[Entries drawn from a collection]
▬▬▬▬▬▬▬▬▬▬

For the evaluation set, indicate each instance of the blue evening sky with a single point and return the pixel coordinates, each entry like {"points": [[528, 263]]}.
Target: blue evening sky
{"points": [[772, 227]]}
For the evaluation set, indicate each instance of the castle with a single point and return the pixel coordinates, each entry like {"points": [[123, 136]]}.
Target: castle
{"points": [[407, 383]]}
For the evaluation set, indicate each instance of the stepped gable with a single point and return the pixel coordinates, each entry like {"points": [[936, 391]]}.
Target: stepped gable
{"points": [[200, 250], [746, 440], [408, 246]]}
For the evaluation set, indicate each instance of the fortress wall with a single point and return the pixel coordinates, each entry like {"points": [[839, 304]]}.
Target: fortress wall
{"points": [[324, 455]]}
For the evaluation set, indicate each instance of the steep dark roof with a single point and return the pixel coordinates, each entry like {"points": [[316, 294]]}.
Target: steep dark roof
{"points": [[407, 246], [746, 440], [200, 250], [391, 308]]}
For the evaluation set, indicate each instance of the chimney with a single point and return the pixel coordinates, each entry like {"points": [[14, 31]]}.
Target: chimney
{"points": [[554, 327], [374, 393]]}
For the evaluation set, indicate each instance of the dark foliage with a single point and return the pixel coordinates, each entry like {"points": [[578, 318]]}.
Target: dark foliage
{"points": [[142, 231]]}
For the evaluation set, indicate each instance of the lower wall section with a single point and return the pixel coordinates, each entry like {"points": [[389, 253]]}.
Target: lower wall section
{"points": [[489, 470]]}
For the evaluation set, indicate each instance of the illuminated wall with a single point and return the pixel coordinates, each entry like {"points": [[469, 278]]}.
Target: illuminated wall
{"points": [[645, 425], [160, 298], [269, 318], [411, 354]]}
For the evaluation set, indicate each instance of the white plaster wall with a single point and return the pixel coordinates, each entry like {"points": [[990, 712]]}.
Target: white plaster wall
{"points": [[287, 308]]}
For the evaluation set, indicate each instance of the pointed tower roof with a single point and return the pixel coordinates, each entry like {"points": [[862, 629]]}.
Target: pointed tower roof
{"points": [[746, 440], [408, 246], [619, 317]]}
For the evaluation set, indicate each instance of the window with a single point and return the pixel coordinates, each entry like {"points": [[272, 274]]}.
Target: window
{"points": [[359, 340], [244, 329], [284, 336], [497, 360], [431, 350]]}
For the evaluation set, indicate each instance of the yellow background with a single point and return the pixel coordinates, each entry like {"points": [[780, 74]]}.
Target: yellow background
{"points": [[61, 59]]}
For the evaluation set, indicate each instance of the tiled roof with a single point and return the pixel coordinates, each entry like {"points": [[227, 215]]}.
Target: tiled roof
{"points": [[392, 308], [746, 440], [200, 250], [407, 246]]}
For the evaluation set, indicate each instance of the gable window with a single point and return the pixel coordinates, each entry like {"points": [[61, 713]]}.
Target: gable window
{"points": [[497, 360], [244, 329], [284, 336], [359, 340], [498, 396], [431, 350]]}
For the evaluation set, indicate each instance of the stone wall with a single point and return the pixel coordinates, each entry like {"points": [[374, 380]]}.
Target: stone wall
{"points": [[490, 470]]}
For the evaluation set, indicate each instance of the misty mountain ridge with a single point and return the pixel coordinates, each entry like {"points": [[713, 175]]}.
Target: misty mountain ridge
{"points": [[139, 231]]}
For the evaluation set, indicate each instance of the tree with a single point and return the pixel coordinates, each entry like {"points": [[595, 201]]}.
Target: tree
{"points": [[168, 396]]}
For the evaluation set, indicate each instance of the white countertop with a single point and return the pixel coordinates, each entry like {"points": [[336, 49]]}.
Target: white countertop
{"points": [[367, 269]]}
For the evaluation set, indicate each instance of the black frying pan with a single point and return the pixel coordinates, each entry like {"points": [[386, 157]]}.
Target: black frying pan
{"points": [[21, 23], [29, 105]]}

▬▬▬▬▬▬▬▬▬▬

**Problem requirements:** Extract all of the items above and reproduce each one word for word.

**Solution to the problem:**
For the evaluation set, indicate each instance of the blue evening sky with a single point and return the pixel coordinates, each entry like {"points": [[528, 263]]}.
Target: blue evening sky
{"points": [[772, 227]]}
For the evaluation set, indicate each instance of the castle with a single point and return the pixel coordinates, each entry like {"points": [[123, 136]]}.
Target: castle
{"points": [[407, 383]]}
For the evaluation set, indicate each instance of the stepped gable with a single point and return the pixel coordinates, each entry like {"points": [[936, 391]]}.
Target: stepped gable
{"points": [[200, 250], [746, 440], [408, 246]]}
For the evaluation set, indicate each instance of the fortress wall with a single point and return the pixel coordinates, each entry like {"points": [[839, 304]]}.
Target: fortress wall
{"points": [[324, 455]]}
For the evaluation set, indicate each instance of the steep dark roof with a single point and return the pixel coordinates, each entry like {"points": [[316, 294]]}.
Target: steep dark roof
{"points": [[407, 246], [746, 440], [200, 250], [391, 308]]}
For the evaluation set, indicate each instance of the chimney with a single point and return the pixel coordinates, each entry like {"points": [[14, 31]]}.
Target: chimney
{"points": [[554, 327], [374, 393]]}
For the evaluation set, indicate each instance of the dark foliage with a single point and return the pixel coordinates, each entry like {"points": [[578, 318]]}.
Target: dark foliage
{"points": [[142, 231]]}
For the evaluation set, indicate each instance of the lower wall section with a single point and return the pixel coordinates, each entry like {"points": [[389, 253]]}.
Target: lower wall section
{"points": [[489, 470]]}
For the evaluation set, indicate each instance of the illuminated wall with a single point and return the pixel coordinates, each entry like {"points": [[469, 278]]}.
Target: illuminated wall
{"points": [[645, 425], [160, 298], [269, 318], [411, 354]]}
For the evaluation set, indicate each instance of the white plaster wall with a single point and return the pixel coordinates, each entry like {"points": [[990, 712]]}.
Target: white plaster wall
{"points": [[287, 308]]}
For the evaluation set, indicate each instance of the pointed tower roof with a single point and return the pixel coordinates, each entry like {"points": [[862, 629]]}.
Target: pointed tower roof
{"points": [[746, 440], [408, 246], [619, 317]]}
For the evaluation set, indicate each instance of the window with a single point and return the pixel coordinates, each entry like {"points": [[272, 274]]}.
Target: window
{"points": [[359, 340], [244, 329], [284, 336], [497, 360], [431, 350]]}
For the evaluation set, indicate each instance of the yellow background with a single point and return the pixel coordinates, each entry like {"points": [[780, 74]]}.
Target: yellow background
{"points": [[61, 59]]}
For the evaluation set, indicate each instance of the tiled roof with a single point and return the pixel coordinates, each entry like {"points": [[227, 215]]}.
Target: tiled roof
{"points": [[392, 308], [746, 440], [200, 250], [407, 246]]}
For the evaluation set, indicate each instance of the gable window with a single point and return the pixel coordinates, each entry like {"points": [[61, 713]]}.
Target: gable window
{"points": [[497, 360], [244, 329], [284, 336], [359, 340], [498, 396], [431, 350]]}
For the evaluation set, indicate each instance of the stone wall with a single point and return the pixel coordinates, each entry like {"points": [[374, 380]]}.
Target: stone wall
{"points": [[490, 470]]}
For the evaluation set, indicate each instance of the misty mountain ridge with a single point and return the pixel coordinates, each entry like {"points": [[713, 175]]}.
Target: misty mountain ridge
{"points": [[139, 231]]}
For the evaluation set, indicate each instance of the tree with a single point and return the pixel coordinates, each entry like {"points": [[595, 201]]}.
Target: tree
{"points": [[168, 396]]}
For the evaluation set, indicate each instance of the white countertop with a single point and return the pixel coordinates, each entry like {"points": [[336, 49]]}.
Target: white countertop
{"points": [[367, 269]]}
For the evaluation set, indicate each instance of the black frying pan with a single point and return the pixel coordinates, each entry like {"points": [[386, 157]]}.
Target: black frying pan
{"points": [[21, 23], [29, 105]]}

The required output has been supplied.